== Records shown ==

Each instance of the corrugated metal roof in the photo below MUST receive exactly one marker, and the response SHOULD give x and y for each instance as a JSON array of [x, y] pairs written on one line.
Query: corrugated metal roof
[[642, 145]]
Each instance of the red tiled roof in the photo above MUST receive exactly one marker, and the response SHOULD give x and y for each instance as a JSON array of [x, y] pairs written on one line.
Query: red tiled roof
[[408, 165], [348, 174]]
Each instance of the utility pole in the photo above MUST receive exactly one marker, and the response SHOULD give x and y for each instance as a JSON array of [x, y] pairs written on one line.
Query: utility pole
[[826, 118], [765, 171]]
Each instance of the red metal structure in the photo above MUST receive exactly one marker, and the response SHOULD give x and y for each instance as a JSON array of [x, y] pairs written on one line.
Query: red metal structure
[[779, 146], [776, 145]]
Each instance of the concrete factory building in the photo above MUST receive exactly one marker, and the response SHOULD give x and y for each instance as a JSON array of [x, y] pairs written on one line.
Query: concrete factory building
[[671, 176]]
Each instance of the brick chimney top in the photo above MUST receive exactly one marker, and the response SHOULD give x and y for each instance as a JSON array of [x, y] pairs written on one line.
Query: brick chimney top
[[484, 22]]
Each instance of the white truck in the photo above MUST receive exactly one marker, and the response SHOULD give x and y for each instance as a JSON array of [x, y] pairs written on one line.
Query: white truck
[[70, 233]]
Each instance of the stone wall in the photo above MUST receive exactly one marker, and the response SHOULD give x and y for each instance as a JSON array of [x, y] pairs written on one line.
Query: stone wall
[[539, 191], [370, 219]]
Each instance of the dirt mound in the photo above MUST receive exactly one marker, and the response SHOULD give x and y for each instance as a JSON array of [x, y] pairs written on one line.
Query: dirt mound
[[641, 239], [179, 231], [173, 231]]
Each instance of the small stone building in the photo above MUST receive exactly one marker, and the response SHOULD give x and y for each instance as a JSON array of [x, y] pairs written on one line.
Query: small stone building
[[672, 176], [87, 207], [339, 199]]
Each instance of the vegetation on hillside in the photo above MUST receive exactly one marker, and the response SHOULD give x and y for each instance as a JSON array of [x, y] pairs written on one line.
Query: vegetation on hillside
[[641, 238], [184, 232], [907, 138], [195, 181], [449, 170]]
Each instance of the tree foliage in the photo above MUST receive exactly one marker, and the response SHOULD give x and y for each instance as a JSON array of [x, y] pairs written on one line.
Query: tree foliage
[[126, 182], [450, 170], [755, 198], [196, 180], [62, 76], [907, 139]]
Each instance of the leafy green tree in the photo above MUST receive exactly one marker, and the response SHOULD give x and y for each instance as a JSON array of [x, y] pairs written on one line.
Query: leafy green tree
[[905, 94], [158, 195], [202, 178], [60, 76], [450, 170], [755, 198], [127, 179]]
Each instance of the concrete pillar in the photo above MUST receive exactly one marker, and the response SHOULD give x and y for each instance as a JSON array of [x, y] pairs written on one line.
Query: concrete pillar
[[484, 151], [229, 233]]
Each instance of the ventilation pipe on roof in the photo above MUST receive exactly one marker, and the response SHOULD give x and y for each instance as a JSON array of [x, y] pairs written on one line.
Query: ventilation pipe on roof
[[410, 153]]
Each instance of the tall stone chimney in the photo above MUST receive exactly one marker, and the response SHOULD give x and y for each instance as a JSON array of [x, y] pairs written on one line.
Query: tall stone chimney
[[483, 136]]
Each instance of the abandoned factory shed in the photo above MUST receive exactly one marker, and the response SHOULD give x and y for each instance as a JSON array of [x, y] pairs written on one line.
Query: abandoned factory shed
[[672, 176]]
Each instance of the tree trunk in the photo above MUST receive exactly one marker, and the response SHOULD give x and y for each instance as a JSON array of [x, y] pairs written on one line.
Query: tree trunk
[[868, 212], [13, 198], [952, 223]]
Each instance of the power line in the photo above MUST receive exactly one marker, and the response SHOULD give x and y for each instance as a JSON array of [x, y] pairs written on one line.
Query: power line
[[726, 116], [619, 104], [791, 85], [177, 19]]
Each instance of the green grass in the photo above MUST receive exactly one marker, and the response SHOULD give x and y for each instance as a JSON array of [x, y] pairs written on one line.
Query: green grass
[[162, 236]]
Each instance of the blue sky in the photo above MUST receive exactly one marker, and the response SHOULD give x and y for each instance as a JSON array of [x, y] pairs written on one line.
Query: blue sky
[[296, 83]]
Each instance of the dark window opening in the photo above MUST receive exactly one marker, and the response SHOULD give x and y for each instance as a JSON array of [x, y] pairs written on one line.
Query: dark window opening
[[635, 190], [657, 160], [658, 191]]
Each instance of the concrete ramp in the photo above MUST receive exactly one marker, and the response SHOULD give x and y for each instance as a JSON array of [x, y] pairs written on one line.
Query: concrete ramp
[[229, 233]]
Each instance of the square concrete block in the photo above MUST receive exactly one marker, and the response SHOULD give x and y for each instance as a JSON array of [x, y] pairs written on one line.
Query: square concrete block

===

> Instructions to follow
Recopy all of the records verbatim.

> Answer to the problem
Each instance of the corrugated metal roof in the photo below MUST receive exactly one marker, and the response SHOULD give x and y for each instance as a JSON array of [x, y] pairs written on one line.
Query: corrugated metal roof
[[642, 145]]
Each instance of the red tiled roof in the photo above MUST receive exactly one marker, and the response SHOULD give x and y for each instance as a JSON array of [x, y] pairs written on one line.
Query: red tiled roof
[[408, 165], [348, 174]]
Each instance of the utility pole in the photo above MUST receive exactly one marker, and the response SHOULD give x and y for each instance as a JSON array of [x, y] pairs written on one line.
Query: utility pole
[[826, 118], [765, 171]]
Each instance of the red metal structure in the photo above MUST receive exactly one marker, and the response SHOULD give x and y for each instance as a JSON array of [x, y] pairs written on one line.
Query: red metal structure
[[779, 146], [776, 145]]
Each instance of the concrete factory building in the photo above MUST receive exactly one marker, and the response SHOULD give x and y for each instance as a JSON array of [x, y] pairs written on one line.
Query: concrete factory building
[[671, 176]]
Each instance of the brick chimney top in the photo above MUST receive exactly one marker, and the response SHOULD give x and y for each instance as a JSON array of [x, y] pairs written on one line.
Query: brick chimney top
[[484, 22]]
Each instance of the white truck in the photo above MUST receive exactly one marker, and the response SHOULD give x and y for each instance as a JSON array of [x, y] pairs written on one line.
Query: white truck
[[70, 233]]
Each instance of the stone wall in the photo above MUST receive exactly one marker, and the response SHOULD give x and y for each instance as a JSON array of [x, y] pairs written on one line.
Query: stone wall
[[539, 191], [370, 219]]
Each instance of the dirt mound in the photo above MUST receive exactly one marker, and the response SHOULD give x and y for each instance as a JSON array of [x, y] pairs written on one line.
Query: dirt mound
[[641, 239], [179, 231], [173, 231]]
Each instance of the small stone building in the photo above MUST receive exactly one marker, and the response SHOULD give x and y for each instance as a JSON array of [x, y] pairs written on one line.
Query: small stone building
[[672, 176], [87, 207], [339, 199]]
Each instance of the vegetation on hillside in the photo above MUST receive exactly one marker, and the response SHOULD give x and y for each instance as a JSON array of [x, y] pairs written on one line.
Query: vegetation on hillside
[[641, 238], [184, 232], [907, 138], [195, 181], [449, 170]]
Each instance of the tree foliage in the photo above MUST receive exactly one marker, and the response SHOULD give x and y for each instance as a JSON array of [x, y] pairs written on one line.
Query: tree foliage
[[126, 182], [450, 170], [755, 198], [196, 180], [62, 76], [907, 139]]
Each instance of the leafy green tree in the photo above MUST receive exactly one marker, and the response SHOULD give x and y for each instance as a JSON array of [x, y] pairs written on one line.
Query: leafy green tree
[[905, 94], [158, 195], [202, 178], [60, 76], [450, 170], [755, 198], [127, 179]]
Each instance of the concrete pillar in the photo above MUST receive exactly one marker, and the response SHOULD give x and y for each instance as a JSON array of [x, y] pairs written on one line.
Query: concrete pillar
[[484, 151], [229, 233]]
Each instance of the ventilation pipe on roof in the photo above MUST receive exactly one marker, and the response SHOULD give x and y for each instance as a JSON array of [x, y] pairs written on one line.
Query: ventilation pipe on roof
[[410, 153]]
Each instance of the tall stone chimney in the photo above MUST receive exactly one marker, and the response SHOULD give x and y for each instance as a JSON array of [x, y] pairs written on one line.
Query: tall stone chimney
[[483, 136]]
Each instance of the abandoned factory shed in the photo above MUST receive exactly one marker, and the response SHOULD give x and y for each instance as a JSON array of [x, y] pairs written on one line.
Query: abandoned factory shed
[[672, 176]]
Each instance of the tree trunk in the photo above MUST receive exactly one marker, and the response SHOULD give x and y for each instance as a JSON array of [x, y] pairs written on one line.
Query: tree trunk
[[868, 212], [13, 198], [952, 223]]
Each instance of the power line in the photo above MUST receive exactly one marker, and the response SHOULD give x and y for each instance as a JSON array of [x, y] pairs written on one line.
Query: power line
[[726, 116], [619, 104], [791, 85], [177, 19]]
Each instance of the green grass in the photo above MUST receive exactly one marker, and the response SHOULD give x and y for each instance as a JSON array of [x, y] pairs written on one line.
Query: green grass
[[162, 236]]
Each instance of the blue sky in the photo above MUST receive exactly one marker, and the response SHOULD give x and y for each instance as a JSON array of [x, y] pairs written on one line.
Query: blue sky
[[296, 83]]
Each instance of the dark window opening in the photo above MUST receive exactly one marker, and the response SHOULD give x and y for each instance as a JSON array of [x, y] pairs written on one line.
Query: dark window opening
[[635, 190], [657, 160], [658, 191]]
Each instance of the concrete ramp in the photo above MUST receive exactly one marker, and the response SHOULD give x and y for each instance as a JSON array of [x, y] pairs written on one line.
Query: concrete ramp
[[229, 233]]
Each instance of the square concrete block in the photo above MUST receive exactly one marker, and the response SHOULD give x and y for each instance as a JSON array of [x, y] pairs written on one line.
Query: square concrete block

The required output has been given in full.